Exercise description
Write every line out verbatim and omit the pictures.

Records from a dataset
################
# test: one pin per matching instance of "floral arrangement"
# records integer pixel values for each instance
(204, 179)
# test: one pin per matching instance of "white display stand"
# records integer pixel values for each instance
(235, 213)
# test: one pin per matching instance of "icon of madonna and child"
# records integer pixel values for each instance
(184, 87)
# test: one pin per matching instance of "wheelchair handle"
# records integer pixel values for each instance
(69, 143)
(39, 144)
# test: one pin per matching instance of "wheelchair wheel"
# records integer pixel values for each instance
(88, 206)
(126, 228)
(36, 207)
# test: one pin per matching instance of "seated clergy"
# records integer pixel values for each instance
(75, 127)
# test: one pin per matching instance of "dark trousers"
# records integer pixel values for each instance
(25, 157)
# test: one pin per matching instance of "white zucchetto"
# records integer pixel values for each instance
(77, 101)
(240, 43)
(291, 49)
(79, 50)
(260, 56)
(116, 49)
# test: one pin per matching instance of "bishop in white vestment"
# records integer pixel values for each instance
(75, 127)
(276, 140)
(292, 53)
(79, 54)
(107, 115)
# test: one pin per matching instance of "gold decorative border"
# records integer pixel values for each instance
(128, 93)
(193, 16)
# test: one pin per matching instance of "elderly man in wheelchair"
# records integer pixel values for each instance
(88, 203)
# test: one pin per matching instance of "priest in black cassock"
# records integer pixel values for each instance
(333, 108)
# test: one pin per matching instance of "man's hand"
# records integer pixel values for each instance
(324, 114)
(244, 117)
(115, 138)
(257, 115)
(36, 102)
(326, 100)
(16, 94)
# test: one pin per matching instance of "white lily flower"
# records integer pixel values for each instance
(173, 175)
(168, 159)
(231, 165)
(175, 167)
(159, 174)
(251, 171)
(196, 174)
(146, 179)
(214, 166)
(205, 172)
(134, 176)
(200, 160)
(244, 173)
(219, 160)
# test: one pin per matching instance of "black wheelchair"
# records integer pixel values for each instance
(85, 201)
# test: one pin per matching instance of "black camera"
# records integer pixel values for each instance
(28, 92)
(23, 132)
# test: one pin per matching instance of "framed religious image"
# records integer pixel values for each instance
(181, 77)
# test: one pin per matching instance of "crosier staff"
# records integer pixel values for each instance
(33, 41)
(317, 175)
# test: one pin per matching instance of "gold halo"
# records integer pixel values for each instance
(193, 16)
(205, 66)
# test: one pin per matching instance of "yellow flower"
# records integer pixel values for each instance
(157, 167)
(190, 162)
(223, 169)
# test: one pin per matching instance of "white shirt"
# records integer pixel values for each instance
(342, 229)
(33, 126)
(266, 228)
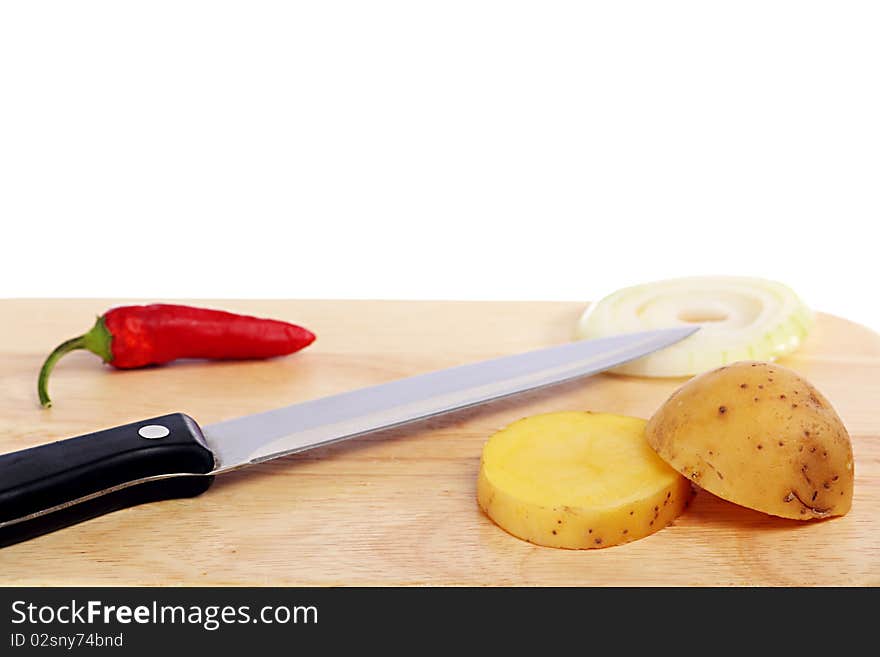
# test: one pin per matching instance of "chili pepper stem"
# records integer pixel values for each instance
(97, 340)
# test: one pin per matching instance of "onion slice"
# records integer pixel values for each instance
(740, 319)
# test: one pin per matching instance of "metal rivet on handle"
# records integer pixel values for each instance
(153, 431)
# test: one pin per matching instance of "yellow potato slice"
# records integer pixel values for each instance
(578, 480)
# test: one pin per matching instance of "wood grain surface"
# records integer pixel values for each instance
(398, 506)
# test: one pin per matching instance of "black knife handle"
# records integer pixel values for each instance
(62, 483)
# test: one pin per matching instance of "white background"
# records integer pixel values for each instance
(472, 150)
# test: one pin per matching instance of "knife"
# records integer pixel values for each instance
(62, 483)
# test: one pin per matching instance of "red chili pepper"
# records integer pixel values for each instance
(135, 336)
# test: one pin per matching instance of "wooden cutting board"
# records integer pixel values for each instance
(398, 507)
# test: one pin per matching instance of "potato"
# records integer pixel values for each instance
(759, 435)
(578, 480)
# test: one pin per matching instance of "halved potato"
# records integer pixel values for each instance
(759, 435)
(578, 480)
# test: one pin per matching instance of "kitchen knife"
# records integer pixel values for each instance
(59, 484)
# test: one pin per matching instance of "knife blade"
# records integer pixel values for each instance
(62, 483)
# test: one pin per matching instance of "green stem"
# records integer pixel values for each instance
(97, 340)
(62, 349)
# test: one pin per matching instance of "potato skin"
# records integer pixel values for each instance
(761, 436)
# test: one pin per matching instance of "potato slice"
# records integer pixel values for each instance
(578, 480)
(761, 436)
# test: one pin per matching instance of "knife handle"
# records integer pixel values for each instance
(62, 483)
################
Final result
# test: one pin per matching instance of "floral arrangement"
# records integer pixel values for each instance
(204, 179)
# test: one pin per matching instance of "white display stand"
# records integer pixel values for each instance
(235, 213)
# test: one pin per matching instance of "icon of madonna and child"
# records integer pixel values for each instance
(184, 87)
# test: one pin per matching instance of "wheelchair handle"
# records integer pixel values for each instance
(69, 143)
(39, 144)
# test: one pin per matching instance of "wheelchair wheel"
# records integer pixel values for each instance
(88, 206)
(126, 228)
(36, 207)
# test: one pin per matching instance of "seated clergy"
# records integer pixel values for each instance
(75, 127)
# test: one pin per matching instance of "dark trousers"
# records integer pixel values for each instance
(25, 157)
# test: one pin per matching instance of "white zucchetto"
# records integer pixel values for each instance
(77, 101)
(240, 43)
(291, 49)
(79, 50)
(260, 56)
(116, 49)
# test: one pin per matching instance of "bishop in white vestment"
# records integer pixel values for each instance
(75, 127)
(276, 140)
(292, 53)
(79, 54)
(107, 115)
# test: one pin per matching instance of "gold decorative border"
# records integer pixel values for each instance
(128, 93)
(193, 16)
# test: one pin per matching instance of "elderly man in wheelchair"
# records integer pixel values for each instance
(88, 203)
# test: one pin per matching instance of "priest in black cassock"
# records integer pixel values for each instance
(333, 108)
# test: one pin per matching instance of "man's hand"
# records integer pixel values for each instance
(324, 114)
(244, 117)
(115, 138)
(257, 115)
(36, 102)
(326, 100)
(16, 94)
# test: one pin per matching instance of "white lily flower"
# records integer pixel values for each instance
(173, 175)
(168, 159)
(231, 165)
(175, 167)
(159, 174)
(251, 171)
(196, 174)
(146, 179)
(214, 166)
(205, 172)
(134, 176)
(200, 160)
(244, 173)
(219, 160)
# test: one pin per matching instance of "black wheelchair"
# records integer pixel values for each instance
(85, 201)
# test: one pin per matching instance of "black camera"
# records integer pixel values for each instance
(28, 92)
(23, 132)
# test: one pin per matching instance of "framed religious image"
# records integer pixel values for each instance
(181, 77)
# test: one pin per matching instance of "crosier staff"
# records integer pixel values for each instance
(33, 41)
(317, 175)
# test: one pin per matching instance of "gold halo"
# records integer pixel values for each instance
(193, 16)
(205, 66)
# test: one pin per matching instance of "yellow flower"
# records integer pixel values for each instance
(157, 167)
(190, 162)
(223, 169)
# test: one pin per matching instance of "white shirt"
# records integer pixel values for each instance
(342, 229)
(33, 126)
(266, 228)
# test: one pin per matching instance of "chili pepper stem"
# records integer pixel values for each instance
(97, 340)
# test: one pin per matching instance of "onion slice"
# records integer pixel values for each instance
(740, 319)
# test: one pin per matching instance of "metal rivet on handle"
# records integer pixel values for each instance
(153, 431)
# test: one pin per matching instance of "yellow potato slice"
# records integer pixel values for each instance
(578, 480)
# test: one pin per matching instance of "wood grain surface"
# records integer pixel values for each instance
(398, 506)
# test: one pin per matching instance of "black knife handle"
# records integer pixel values for each instance
(62, 483)
# test: one pin per matching instance of "white background"
# records integer pixel values for each instance
(472, 150)
# test: one pin per matching instance of "knife"
# records integer pixel values for each instance
(62, 483)
# test: one pin per matching instance of "red chili pepper"
# records integer pixel values for each instance
(135, 336)
# test: one pin per matching instance of "wooden cutting board"
# records integer pixel values for each instance
(398, 507)
# test: one pin per matching instance of "potato"
# records integer pixel values for each instance
(759, 435)
(578, 480)
# test: one pin per matching instance of "halved potato"
# records integer pixel values for each instance
(759, 435)
(578, 480)
# test: one pin per matching instance of "kitchen knife"
# records integer pixel values for each instance
(59, 484)
# test: one pin per matching instance of "knife blade"
# records integer pixel values for each instance
(62, 483)
# test: one pin per matching instance of "green stem"
# records integer pixel values for each instance
(97, 340)
(62, 349)
# test: one pin per matching instance of "potato skin"
# records integer pixel values for each instance
(761, 436)
# test: one pin per matching instance of "potato slice"
# records integer pixel values for each instance
(578, 480)
(761, 436)
# test: one pin per matching instance of "knife handle"
# records integer pixel values for each instance
(62, 483)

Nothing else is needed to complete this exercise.